• _Your assignment_:
Exactly the lines from the one containing "Would you mind tagging the pine" through the end of the data below are to be reproduced, and nothing besides them.

Records from a data collection
══════════

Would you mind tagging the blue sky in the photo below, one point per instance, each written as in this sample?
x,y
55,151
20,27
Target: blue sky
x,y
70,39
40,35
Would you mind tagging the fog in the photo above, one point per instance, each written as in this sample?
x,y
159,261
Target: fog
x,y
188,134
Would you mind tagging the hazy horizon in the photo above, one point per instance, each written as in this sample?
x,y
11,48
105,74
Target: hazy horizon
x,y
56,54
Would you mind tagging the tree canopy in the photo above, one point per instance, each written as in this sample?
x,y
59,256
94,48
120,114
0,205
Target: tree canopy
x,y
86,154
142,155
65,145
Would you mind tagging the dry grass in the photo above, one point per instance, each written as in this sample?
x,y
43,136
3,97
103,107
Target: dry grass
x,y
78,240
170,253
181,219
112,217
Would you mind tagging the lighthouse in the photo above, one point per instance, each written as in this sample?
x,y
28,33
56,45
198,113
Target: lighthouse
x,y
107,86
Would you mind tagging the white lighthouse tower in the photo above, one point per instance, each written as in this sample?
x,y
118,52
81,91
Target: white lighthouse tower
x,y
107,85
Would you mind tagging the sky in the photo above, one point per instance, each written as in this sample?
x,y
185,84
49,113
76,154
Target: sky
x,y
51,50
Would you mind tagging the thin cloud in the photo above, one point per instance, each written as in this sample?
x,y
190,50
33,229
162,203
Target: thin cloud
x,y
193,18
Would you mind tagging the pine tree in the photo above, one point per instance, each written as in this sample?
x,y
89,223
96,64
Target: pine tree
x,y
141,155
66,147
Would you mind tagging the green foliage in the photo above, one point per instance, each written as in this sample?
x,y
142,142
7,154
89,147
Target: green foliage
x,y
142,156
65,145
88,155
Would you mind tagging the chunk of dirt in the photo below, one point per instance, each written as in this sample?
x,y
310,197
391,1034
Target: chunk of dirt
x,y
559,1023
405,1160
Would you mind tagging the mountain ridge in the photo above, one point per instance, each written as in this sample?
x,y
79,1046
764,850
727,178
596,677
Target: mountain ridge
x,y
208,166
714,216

══════════

• _Exercise result_:
Would you mind tagging the pine tree in the photo above, one point per instance, each written as in this sample?
x,y
89,223
96,64
Target: pine tree
x,y
141,155
66,147
Would you mind tagging the green foliage in the photo above, one point per instance, each written as in this sample?
x,y
142,142
7,154
89,147
Target: green foliage
x,y
142,156
65,145
88,155
Would you mind tagging the chunk of dirt in the photo below, one point per instance, each written as in this sample?
x,y
310,197
391,1034
Target: chunk of dirt
x,y
559,1023
405,1160
Would you mind tagging the mountain ridge in the photo above, one point per instance, each written as in this sample?
x,y
79,1046
764,850
727,178
596,677
Target: mountain ridge
x,y
208,166
714,216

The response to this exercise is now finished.